=== Exercise goal ===
Copy all of the material below line for line, changing nothing.
Material for this task: Begin
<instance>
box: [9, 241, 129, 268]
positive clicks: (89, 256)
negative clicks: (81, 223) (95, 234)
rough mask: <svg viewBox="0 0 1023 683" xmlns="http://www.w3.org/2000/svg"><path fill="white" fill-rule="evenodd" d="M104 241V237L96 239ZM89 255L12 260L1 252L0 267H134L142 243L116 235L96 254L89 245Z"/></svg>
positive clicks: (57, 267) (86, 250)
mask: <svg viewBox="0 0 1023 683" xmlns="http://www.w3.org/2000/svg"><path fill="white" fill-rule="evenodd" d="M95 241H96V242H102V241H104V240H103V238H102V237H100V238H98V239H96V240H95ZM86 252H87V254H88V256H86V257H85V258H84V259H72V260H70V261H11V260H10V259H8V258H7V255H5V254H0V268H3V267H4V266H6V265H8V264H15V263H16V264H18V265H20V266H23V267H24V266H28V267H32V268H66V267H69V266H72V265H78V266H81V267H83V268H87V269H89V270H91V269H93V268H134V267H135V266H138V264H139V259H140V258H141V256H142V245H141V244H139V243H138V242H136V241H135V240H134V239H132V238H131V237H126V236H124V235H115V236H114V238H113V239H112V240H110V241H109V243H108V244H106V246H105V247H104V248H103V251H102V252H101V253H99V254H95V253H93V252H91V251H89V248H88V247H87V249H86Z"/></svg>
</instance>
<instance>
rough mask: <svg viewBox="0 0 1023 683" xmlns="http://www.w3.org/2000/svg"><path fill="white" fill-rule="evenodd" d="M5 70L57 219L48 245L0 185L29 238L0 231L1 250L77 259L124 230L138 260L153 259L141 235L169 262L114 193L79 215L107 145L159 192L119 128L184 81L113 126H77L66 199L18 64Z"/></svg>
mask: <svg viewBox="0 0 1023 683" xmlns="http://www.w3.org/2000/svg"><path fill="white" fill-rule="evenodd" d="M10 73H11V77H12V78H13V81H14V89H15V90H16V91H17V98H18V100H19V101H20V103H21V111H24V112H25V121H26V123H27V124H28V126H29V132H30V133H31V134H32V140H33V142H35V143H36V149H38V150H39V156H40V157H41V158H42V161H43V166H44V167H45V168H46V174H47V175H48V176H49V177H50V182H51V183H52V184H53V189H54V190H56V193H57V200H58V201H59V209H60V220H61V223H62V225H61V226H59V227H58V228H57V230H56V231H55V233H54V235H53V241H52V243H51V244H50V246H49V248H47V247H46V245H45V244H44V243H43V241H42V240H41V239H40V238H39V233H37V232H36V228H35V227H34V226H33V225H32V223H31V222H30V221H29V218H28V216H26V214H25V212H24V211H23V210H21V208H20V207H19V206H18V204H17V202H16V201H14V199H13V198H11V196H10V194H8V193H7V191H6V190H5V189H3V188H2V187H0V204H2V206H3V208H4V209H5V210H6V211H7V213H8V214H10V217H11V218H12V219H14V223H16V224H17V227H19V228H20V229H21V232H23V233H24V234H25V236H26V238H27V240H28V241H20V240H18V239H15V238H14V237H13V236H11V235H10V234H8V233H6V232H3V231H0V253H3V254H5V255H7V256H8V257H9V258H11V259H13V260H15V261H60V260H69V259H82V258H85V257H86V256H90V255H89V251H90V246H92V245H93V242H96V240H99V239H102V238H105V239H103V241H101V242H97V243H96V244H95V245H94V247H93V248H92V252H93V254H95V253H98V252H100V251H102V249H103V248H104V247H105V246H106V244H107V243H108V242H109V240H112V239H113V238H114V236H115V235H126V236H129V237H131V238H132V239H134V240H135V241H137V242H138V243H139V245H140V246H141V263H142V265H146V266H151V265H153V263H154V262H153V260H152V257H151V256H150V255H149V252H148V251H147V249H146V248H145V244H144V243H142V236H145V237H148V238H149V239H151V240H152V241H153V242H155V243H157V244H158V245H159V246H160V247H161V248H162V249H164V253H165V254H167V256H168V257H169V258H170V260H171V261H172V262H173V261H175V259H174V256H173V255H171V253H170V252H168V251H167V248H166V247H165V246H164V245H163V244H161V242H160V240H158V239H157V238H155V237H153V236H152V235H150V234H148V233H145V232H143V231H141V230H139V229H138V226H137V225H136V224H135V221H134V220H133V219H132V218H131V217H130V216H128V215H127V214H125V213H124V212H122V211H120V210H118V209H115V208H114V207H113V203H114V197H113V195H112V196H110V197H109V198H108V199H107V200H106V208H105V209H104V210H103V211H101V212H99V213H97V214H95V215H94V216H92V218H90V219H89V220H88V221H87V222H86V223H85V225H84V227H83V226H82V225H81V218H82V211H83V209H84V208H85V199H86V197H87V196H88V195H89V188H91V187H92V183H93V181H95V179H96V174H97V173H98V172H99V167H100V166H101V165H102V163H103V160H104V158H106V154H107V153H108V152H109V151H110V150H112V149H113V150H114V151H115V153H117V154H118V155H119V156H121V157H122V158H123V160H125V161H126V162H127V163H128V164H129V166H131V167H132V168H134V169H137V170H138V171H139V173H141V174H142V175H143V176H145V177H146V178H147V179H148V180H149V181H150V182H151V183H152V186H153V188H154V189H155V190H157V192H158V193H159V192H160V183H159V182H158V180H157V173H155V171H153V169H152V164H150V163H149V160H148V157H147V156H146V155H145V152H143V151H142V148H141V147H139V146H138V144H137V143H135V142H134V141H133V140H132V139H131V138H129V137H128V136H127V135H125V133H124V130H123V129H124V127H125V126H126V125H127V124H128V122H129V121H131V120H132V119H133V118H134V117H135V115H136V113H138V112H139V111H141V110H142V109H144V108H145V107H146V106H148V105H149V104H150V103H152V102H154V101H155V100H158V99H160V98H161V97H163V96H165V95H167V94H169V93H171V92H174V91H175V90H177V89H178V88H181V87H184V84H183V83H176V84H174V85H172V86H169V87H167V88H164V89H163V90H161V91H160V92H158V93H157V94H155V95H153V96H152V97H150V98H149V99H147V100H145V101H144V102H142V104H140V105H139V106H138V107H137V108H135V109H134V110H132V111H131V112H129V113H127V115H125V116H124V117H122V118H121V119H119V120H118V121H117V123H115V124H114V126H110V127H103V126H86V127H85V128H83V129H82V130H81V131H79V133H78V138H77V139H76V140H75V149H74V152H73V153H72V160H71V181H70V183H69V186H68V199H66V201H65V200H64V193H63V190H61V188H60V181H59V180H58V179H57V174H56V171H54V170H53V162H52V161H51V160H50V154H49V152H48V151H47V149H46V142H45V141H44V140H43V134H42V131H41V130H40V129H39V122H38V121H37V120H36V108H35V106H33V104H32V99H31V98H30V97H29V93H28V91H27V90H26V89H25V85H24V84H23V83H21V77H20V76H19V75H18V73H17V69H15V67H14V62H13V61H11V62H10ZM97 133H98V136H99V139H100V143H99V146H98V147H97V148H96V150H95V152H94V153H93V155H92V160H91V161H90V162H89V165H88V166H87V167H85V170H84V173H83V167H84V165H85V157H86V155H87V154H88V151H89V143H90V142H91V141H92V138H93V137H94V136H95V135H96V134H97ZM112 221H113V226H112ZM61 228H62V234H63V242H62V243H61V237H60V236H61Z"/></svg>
Material for this task: End
=== Finished exercise ===
<instance>
box: [9, 241, 129, 268]
positive clicks: (89, 256)
negative clicks: (81, 223) (95, 234)
rough mask: <svg viewBox="0 0 1023 683" xmlns="http://www.w3.org/2000/svg"><path fill="white" fill-rule="evenodd" d="M104 241V237L96 239ZM89 255L12 260L1 252L0 267H134L142 243L116 235L96 254L89 245Z"/></svg>
positive clicks: (57, 267) (86, 250)
mask: <svg viewBox="0 0 1023 683" xmlns="http://www.w3.org/2000/svg"><path fill="white" fill-rule="evenodd" d="M95 241H96V242H102V241H104V240H103V238H102V237H100V238H98V239H96V240H95ZM86 252H87V254H88V256H86V257H85V258H84V259H72V260H70V261H11V260H10V259H8V258H7V255H5V254H0V268H3V267H4V266H6V265H8V264H15V263H16V264H18V265H20V266H23V267H24V266H28V267H32V268H66V267H69V266H72V265H78V266H81V267H83V268H87V269H89V270H91V269H93V268H134V267H135V266H138V264H139V259H140V258H141V256H142V245H141V244H139V243H138V242H136V241H135V240H134V239H132V238H131V237H126V236H124V235H115V236H114V238H113V239H112V240H110V241H109V243H108V244H106V246H105V247H104V248H103V251H102V252H101V253H99V254H95V253H93V252H91V251H89V248H88V247H87V249H86Z"/></svg>
</instance>
<instance>
rough mask: <svg viewBox="0 0 1023 683" xmlns="http://www.w3.org/2000/svg"><path fill="white" fill-rule="evenodd" d="M5 70L57 219L48 245L0 185L29 238L0 231L1 250L77 259L124 230L138 260L153 259L141 235L169 262L114 193L79 215L107 145L159 192L119 128L184 81L113 126H77L66 199L18 64Z"/></svg>
mask: <svg viewBox="0 0 1023 683" xmlns="http://www.w3.org/2000/svg"><path fill="white" fill-rule="evenodd" d="M10 73H11V77H12V78H13V81H14V89H15V90H16V91H17V98H18V100H19V101H20V103H21V111H24V112H25V121H26V123H27V124H28V126H29V132H30V133H31V134H32V140H33V142H35V143H36V149H38V150H39V156H40V157H41V158H42V161H43V166H44V167H45V168H46V174H47V175H48V176H49V177H50V182H51V183H52V184H53V189H54V190H56V193H57V200H58V201H59V209H60V220H61V223H62V225H61V226H59V227H58V228H57V230H56V231H55V233H54V235H53V241H52V243H51V244H50V246H49V248H47V247H46V245H45V244H44V243H43V241H42V240H41V239H40V238H39V233H37V232H36V228H35V227H34V226H33V225H32V223H31V222H30V221H29V218H28V216H26V214H25V212H24V211H23V210H21V208H20V207H19V206H18V204H17V202H16V201H14V199H13V198H11V196H10V194H8V193H7V191H6V190H5V189H3V188H2V187H0V204H2V206H3V208H4V209H5V210H6V211H7V213H8V214H10V217H11V218H12V219H14V223H16V224H17V227H19V228H20V229H21V232H23V233H24V234H25V236H26V238H27V240H28V241H20V240H18V239H15V238H14V237H13V236H11V235H10V234H8V233H6V232H3V231H0V253H3V254H5V255H7V256H8V257H9V258H11V259H13V260H15V261H60V260H69V259H82V258H85V257H86V256H90V255H89V251H90V246H92V245H93V242H96V240H99V239H102V238H105V239H103V241H101V242H97V243H96V244H95V245H94V247H93V248H92V252H93V254H95V253H98V252H100V251H102V249H103V248H104V247H105V246H106V244H107V243H108V242H109V240H112V239H113V238H114V236H115V235H126V236H129V237H131V238H132V239H134V240H135V241H137V242H138V243H139V245H140V246H141V263H142V265H146V266H151V265H153V263H154V262H153V260H152V257H151V256H150V255H149V252H148V251H147V249H146V248H145V244H144V243H142V236H145V237H148V238H149V239H151V240H152V241H153V242H155V243H157V244H158V245H159V246H160V247H161V248H162V249H164V253H165V254H167V256H168V257H169V258H170V260H171V261H172V262H173V261H175V259H174V256H173V255H171V253H170V252H168V251H167V248H166V247H165V246H164V245H163V244H161V242H160V240H158V239H157V238H155V237H153V236H152V235H150V234H148V233H145V232H143V231H141V230H139V229H138V226H137V225H136V224H135V221H134V220H133V219H132V218H131V217H130V216H128V215H127V214H125V213H124V212H122V211H120V210H118V209H115V208H114V207H113V203H114V197H113V195H112V196H110V197H109V198H108V199H107V200H106V208H105V209H104V210H103V211H101V212H99V213H97V214H95V215H94V216H92V218H90V219H89V220H88V221H87V222H86V223H85V225H84V227H83V226H82V225H81V218H82V211H83V209H84V208H85V199H86V197H87V196H88V195H89V188H91V187H92V183H93V181H95V179H96V174H97V173H98V172H99V167H100V166H101V165H102V163H103V160H104V158H106V154H107V153H108V152H109V151H110V150H112V149H113V150H114V151H115V153H117V154H118V155H119V156H121V157H122V158H123V160H125V161H126V162H127V163H128V164H129V166H131V167H132V168H134V169H137V170H138V171H139V173H141V174H142V175H143V176H145V177H146V178H147V179H148V180H149V181H150V182H151V183H152V186H153V188H154V189H155V190H157V192H158V193H159V192H160V183H159V182H158V180H157V173H155V171H153V169H152V164H150V163H149V160H148V157H147V156H146V155H145V152H143V151H142V148H141V147H139V146H138V144H137V143H135V142H134V141H133V140H132V139H131V138H129V137H128V136H127V135H125V133H124V130H123V129H124V127H125V126H126V125H127V124H128V122H129V121H131V120H132V119H133V118H134V117H135V115H136V113H138V112H139V111H141V110H142V109H144V108H145V107H146V106H148V105H149V104H150V103H152V102H154V101H155V100H158V99H160V98H161V97H163V96H165V95H167V94H169V93H171V92H174V91H175V90H177V89H178V88H181V87H184V84H183V83H176V84H174V85H172V86H169V87H167V88H164V89H163V90H161V91H160V92H158V93H157V94H155V95H153V96H152V97H150V98H149V99H147V100H145V101H144V102H142V104H140V105H139V106H138V107H137V108H135V109H134V110H132V111H131V112H129V113H127V115H125V116H124V117H122V118H121V119H119V120H118V121H117V123H115V124H114V126H110V127H103V126H86V127H85V128H83V129H82V130H81V131H79V133H78V138H77V139H76V140H75V149H74V152H73V153H72V160H71V181H70V183H69V186H68V199H66V201H65V200H64V193H63V190H61V188H60V181H59V180H58V179H57V174H56V171H54V170H53V162H52V161H51V160H50V154H49V152H48V151H47V149H46V142H45V141H44V140H43V134H42V131H41V130H40V129H39V122H38V121H37V120H36V108H35V106H33V104H32V99H31V98H30V97H29V93H28V91H27V90H26V89H25V85H24V84H23V83H21V77H20V76H19V75H18V73H17V69H15V67H14V62H13V61H11V62H10ZM97 133H98V136H99V139H100V143H99V146H98V147H97V148H96V150H95V152H94V153H93V155H92V160H91V161H90V162H89V165H88V166H87V167H85V170H84V173H83V167H84V165H85V157H86V155H87V154H88V151H89V143H90V142H91V141H92V138H93V137H94V136H95V135H96V134H97ZM112 221H113V226H112ZM61 228H62V234H63V242H62V243H61V237H60V236H61Z"/></svg>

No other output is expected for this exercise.